What you produce should be every line from the data that includes "gravestone".

DATA TO USE START

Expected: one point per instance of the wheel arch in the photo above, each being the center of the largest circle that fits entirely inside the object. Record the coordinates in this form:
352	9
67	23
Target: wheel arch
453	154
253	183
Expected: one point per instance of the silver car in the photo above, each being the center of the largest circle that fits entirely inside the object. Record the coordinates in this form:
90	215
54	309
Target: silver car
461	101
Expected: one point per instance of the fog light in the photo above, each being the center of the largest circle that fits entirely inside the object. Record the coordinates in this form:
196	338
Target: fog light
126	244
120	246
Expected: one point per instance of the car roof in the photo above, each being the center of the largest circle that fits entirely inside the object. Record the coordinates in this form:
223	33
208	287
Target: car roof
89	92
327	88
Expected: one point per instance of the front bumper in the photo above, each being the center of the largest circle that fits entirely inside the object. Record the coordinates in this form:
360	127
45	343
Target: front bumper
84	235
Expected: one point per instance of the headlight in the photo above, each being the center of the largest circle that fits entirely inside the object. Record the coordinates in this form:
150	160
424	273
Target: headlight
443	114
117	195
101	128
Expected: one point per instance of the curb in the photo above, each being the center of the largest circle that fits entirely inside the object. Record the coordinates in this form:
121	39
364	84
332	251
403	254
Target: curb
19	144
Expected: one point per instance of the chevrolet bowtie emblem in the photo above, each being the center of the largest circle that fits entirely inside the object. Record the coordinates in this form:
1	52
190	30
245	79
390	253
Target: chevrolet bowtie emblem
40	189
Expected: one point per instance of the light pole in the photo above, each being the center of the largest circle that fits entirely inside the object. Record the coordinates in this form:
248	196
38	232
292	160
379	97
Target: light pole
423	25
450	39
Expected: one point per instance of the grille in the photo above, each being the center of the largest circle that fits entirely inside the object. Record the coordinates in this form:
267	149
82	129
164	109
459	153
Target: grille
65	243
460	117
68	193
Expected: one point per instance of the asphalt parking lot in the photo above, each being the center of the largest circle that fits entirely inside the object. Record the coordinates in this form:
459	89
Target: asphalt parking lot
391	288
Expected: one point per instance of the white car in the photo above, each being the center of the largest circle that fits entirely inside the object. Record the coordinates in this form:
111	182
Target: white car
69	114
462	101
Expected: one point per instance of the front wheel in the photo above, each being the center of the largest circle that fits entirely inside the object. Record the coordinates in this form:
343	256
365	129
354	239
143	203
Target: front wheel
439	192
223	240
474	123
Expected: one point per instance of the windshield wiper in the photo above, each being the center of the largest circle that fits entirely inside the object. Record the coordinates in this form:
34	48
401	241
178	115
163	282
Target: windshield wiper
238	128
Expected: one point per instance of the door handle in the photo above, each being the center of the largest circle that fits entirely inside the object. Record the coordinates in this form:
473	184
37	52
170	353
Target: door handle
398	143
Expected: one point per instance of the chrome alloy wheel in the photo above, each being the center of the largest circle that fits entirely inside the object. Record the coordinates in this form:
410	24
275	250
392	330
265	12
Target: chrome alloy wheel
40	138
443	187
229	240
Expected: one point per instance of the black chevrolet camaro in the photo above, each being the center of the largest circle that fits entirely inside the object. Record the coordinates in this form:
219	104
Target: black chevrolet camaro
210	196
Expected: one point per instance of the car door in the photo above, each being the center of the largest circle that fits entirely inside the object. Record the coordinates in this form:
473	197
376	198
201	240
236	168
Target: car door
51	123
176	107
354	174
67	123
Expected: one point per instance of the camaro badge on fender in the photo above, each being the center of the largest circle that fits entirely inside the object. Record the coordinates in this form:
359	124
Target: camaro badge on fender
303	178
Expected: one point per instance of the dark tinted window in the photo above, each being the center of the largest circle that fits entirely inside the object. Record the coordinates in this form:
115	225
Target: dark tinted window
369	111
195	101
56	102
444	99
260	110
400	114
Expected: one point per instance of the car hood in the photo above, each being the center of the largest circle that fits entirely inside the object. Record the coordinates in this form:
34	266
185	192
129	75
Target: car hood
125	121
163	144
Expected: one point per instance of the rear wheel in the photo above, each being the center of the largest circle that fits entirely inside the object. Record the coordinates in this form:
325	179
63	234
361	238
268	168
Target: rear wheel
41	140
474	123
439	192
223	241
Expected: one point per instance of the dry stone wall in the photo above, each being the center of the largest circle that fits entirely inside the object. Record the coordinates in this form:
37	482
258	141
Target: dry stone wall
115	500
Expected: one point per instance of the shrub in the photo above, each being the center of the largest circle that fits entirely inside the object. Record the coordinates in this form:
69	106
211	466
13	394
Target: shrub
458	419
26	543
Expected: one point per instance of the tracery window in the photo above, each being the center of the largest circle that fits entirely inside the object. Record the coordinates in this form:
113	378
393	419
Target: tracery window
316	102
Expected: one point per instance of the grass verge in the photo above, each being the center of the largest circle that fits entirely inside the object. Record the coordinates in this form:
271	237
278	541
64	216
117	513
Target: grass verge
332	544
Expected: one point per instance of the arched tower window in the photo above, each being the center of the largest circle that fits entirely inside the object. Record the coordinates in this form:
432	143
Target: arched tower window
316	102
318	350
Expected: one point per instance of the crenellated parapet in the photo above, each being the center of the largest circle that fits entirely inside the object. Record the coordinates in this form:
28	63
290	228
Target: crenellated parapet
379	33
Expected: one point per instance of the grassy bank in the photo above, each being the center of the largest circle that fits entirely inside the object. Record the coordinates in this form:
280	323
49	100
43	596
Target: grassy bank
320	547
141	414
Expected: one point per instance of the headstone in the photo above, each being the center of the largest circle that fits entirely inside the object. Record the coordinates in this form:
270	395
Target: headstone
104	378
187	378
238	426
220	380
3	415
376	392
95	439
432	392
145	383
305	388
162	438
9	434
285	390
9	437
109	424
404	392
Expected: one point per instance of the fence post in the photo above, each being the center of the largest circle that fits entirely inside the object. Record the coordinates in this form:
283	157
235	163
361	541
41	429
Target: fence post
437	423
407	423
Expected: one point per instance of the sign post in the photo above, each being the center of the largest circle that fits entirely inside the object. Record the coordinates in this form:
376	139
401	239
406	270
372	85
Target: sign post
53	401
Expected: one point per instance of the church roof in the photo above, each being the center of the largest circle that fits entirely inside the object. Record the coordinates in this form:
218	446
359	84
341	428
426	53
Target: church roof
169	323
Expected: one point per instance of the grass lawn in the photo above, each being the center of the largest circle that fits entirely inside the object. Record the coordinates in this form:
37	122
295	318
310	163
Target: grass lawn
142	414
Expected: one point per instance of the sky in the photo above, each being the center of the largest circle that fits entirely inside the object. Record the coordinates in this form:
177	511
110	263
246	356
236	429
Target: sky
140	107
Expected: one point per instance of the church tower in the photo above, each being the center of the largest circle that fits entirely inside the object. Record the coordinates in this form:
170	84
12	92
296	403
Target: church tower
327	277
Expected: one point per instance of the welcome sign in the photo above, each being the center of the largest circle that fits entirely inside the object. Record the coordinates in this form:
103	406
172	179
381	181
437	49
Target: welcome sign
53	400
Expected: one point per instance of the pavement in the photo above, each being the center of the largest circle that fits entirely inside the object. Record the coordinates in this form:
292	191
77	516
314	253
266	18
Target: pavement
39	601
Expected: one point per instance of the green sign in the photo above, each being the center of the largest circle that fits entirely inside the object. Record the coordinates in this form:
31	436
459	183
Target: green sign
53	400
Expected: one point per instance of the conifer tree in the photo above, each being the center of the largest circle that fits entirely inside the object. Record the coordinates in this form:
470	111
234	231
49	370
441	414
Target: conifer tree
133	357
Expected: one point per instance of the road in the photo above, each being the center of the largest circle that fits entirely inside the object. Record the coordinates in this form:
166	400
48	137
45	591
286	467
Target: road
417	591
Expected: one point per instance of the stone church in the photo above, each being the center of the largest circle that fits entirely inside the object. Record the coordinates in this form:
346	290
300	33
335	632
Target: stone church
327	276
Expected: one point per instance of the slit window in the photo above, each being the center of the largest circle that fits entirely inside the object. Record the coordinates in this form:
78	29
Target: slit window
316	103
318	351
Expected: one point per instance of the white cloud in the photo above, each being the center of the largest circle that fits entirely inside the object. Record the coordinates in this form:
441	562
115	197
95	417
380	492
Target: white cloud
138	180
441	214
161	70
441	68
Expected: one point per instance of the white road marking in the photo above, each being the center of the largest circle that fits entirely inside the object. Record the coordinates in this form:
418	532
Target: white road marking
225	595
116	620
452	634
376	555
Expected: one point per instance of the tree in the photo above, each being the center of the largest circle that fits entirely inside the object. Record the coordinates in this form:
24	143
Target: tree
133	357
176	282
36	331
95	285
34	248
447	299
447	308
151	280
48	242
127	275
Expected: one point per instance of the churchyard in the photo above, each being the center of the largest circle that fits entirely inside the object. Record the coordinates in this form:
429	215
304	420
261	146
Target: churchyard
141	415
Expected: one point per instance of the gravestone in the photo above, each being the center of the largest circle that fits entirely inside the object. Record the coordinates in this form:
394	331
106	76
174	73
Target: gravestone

DATA TO USE END

● **EXPECTED ANSWER**
Expected: one point per instance of the gravestone in the photo above, each being the center of the largest circle that fits entirely inside the object. Record the coordinates in this form:
Target: gravestone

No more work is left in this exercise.